### [Requirement]
Find the line containing "Roadside-survey request: point out the dark gable". Return it and every line after it, unchanged, up to and including the last line.

### [Rows]
^^^^

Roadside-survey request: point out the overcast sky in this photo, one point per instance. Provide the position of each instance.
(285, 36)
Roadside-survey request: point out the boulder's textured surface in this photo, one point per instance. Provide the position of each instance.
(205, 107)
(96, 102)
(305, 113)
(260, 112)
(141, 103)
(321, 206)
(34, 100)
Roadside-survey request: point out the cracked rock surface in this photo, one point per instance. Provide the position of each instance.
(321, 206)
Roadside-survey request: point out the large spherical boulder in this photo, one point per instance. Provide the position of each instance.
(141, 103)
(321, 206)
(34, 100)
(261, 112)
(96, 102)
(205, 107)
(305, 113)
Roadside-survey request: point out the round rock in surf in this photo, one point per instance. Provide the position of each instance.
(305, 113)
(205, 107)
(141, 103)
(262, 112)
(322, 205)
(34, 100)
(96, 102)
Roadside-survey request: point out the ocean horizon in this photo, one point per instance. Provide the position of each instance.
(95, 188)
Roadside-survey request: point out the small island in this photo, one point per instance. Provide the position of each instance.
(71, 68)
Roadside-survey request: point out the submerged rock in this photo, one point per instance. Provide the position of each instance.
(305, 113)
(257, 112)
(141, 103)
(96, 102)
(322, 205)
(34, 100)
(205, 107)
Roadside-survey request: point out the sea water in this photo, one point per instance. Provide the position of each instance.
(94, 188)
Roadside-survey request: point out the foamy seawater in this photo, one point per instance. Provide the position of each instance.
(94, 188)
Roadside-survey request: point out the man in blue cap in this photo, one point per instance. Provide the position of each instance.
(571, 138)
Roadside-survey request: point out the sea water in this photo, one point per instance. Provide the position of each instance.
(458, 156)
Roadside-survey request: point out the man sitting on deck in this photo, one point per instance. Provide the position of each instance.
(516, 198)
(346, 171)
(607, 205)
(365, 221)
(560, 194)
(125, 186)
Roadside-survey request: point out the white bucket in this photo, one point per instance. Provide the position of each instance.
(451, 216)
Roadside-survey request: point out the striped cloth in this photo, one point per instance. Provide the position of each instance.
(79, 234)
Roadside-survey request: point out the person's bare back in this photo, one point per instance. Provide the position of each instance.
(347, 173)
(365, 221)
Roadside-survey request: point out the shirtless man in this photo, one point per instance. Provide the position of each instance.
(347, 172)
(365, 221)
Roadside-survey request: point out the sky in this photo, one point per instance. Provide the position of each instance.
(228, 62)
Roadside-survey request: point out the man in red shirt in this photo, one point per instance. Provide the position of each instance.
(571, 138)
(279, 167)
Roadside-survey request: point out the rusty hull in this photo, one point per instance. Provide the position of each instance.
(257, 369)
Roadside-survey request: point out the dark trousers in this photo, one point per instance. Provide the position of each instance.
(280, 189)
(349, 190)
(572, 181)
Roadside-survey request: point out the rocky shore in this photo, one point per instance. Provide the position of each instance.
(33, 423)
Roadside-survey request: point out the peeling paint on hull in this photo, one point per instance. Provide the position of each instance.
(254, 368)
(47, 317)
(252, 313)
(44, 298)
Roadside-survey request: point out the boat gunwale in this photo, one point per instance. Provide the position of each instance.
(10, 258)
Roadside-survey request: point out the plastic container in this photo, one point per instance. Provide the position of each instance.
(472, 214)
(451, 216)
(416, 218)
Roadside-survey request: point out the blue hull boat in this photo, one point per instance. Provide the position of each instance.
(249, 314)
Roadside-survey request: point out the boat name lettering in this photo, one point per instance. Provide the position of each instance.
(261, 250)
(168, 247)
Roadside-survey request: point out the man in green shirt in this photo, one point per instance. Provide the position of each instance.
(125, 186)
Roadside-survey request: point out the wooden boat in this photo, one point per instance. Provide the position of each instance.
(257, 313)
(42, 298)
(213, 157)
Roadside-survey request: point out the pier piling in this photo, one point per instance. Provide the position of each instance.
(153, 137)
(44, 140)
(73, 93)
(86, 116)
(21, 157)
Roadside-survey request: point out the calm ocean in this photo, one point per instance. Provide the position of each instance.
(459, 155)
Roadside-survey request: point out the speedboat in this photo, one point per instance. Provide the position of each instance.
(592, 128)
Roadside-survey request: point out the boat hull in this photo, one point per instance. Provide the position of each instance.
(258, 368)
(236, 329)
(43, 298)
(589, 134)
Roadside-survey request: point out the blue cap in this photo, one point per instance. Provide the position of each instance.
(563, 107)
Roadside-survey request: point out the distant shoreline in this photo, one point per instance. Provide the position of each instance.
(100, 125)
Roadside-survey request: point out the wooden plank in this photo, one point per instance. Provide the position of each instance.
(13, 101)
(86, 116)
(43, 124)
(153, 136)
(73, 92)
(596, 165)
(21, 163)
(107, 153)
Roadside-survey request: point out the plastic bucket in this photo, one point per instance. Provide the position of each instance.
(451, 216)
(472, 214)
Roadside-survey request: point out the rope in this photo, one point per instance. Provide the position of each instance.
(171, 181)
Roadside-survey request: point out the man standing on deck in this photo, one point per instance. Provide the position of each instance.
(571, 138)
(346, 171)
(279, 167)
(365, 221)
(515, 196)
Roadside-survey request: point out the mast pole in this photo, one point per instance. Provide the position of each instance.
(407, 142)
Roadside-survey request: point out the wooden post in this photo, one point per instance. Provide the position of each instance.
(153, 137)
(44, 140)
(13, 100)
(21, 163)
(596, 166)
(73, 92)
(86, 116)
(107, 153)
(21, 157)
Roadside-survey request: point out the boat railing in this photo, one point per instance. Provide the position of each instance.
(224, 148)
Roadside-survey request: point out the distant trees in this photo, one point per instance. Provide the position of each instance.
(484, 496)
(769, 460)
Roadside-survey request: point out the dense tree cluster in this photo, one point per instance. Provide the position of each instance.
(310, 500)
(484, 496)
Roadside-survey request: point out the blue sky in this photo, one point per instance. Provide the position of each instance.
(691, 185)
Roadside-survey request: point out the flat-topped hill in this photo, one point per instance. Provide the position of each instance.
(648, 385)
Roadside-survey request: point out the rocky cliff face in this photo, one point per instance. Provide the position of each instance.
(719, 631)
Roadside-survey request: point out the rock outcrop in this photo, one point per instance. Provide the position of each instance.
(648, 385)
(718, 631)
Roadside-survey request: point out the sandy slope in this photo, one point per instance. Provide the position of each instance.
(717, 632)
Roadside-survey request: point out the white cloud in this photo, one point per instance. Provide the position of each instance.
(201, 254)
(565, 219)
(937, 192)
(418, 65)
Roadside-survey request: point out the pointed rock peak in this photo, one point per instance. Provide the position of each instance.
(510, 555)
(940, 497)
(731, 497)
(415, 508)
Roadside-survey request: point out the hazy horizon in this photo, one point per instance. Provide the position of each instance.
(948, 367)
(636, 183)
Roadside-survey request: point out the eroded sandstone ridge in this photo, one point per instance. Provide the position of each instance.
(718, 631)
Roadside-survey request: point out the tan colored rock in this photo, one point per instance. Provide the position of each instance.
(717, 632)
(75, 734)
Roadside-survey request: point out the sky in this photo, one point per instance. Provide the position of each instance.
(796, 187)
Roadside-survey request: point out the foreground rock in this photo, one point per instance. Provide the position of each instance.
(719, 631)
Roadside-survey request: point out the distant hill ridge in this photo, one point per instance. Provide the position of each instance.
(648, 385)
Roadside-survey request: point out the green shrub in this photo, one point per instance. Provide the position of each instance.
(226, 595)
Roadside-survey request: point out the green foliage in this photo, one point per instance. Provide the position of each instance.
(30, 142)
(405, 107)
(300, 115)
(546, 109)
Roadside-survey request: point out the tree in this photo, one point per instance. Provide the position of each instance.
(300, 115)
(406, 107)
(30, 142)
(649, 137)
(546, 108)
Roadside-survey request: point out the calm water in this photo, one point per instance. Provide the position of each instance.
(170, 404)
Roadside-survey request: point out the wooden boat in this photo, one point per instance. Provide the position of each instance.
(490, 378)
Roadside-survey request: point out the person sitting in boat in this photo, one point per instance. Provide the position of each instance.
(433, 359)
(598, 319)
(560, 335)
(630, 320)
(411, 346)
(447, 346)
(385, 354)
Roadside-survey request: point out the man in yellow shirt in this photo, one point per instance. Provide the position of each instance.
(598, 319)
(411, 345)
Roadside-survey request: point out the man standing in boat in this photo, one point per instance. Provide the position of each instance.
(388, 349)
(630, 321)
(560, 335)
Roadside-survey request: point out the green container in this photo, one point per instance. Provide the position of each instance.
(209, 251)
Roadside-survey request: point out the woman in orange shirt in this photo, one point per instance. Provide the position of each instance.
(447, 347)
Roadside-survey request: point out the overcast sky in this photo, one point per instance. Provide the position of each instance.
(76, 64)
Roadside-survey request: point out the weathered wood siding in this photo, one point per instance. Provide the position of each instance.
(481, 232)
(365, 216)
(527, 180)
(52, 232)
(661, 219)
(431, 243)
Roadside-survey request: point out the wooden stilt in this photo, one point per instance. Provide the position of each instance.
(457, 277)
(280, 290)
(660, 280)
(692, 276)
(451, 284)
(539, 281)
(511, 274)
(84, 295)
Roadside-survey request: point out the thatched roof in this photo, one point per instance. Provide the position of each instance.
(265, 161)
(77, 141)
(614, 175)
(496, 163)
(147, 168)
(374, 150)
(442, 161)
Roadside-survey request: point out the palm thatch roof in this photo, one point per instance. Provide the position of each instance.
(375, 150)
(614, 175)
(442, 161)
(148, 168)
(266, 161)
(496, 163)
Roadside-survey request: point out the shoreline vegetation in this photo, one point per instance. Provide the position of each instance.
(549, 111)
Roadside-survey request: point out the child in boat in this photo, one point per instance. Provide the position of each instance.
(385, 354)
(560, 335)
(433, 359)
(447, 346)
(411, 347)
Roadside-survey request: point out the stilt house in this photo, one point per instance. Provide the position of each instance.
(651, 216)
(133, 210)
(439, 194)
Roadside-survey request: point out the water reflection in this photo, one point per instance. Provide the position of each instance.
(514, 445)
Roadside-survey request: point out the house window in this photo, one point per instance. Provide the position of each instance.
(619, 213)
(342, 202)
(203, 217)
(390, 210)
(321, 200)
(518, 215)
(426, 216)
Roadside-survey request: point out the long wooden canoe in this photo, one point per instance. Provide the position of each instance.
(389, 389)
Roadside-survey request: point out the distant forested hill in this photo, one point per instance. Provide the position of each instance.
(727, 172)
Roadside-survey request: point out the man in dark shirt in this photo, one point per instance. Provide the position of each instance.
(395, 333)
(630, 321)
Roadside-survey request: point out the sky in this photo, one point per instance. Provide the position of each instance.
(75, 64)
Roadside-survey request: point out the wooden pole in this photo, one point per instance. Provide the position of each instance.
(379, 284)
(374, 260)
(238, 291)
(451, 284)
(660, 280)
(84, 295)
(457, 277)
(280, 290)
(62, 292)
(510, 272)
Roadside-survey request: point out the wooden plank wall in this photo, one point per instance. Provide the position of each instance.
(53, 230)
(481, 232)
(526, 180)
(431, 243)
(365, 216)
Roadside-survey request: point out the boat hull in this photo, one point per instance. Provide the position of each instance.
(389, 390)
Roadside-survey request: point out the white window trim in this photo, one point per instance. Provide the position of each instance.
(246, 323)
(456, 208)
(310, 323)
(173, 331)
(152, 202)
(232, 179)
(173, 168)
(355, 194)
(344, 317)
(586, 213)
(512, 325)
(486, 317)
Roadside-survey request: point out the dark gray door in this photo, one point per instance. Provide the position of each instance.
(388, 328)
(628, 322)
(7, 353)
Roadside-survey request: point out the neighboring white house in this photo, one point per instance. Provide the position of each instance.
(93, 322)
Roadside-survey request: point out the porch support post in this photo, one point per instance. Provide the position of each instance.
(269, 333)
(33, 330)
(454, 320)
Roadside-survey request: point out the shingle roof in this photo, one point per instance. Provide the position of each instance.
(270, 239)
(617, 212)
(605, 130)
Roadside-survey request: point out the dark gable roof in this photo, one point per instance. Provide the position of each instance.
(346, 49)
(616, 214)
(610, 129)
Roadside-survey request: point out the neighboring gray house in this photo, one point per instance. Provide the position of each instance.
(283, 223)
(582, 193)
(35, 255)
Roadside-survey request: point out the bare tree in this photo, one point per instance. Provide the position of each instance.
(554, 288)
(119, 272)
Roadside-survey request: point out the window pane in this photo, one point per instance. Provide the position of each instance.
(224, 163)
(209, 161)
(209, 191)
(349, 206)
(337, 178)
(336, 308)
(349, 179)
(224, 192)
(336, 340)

^^^^

### [Task solution]
Roadside-survey request: point out the dark gable roof in this photo, one point per instance. Provide the position of each instance.
(346, 49)
(616, 214)
(610, 129)
Roadside-survey request: point out the neighboring gray house in this photo, one point per instance. Provide the position of each instance.
(283, 223)
(582, 193)
(35, 255)
Roadside-survey request: point out the bare tree in this photo, one point per instance. Provide the position of each instance.
(554, 288)
(119, 272)
Roadside-survey request: point out the window pane in this photo, one point per instance. Provide the position of each instance.
(224, 163)
(209, 161)
(209, 191)
(349, 206)
(337, 178)
(336, 308)
(349, 179)
(224, 192)
(336, 340)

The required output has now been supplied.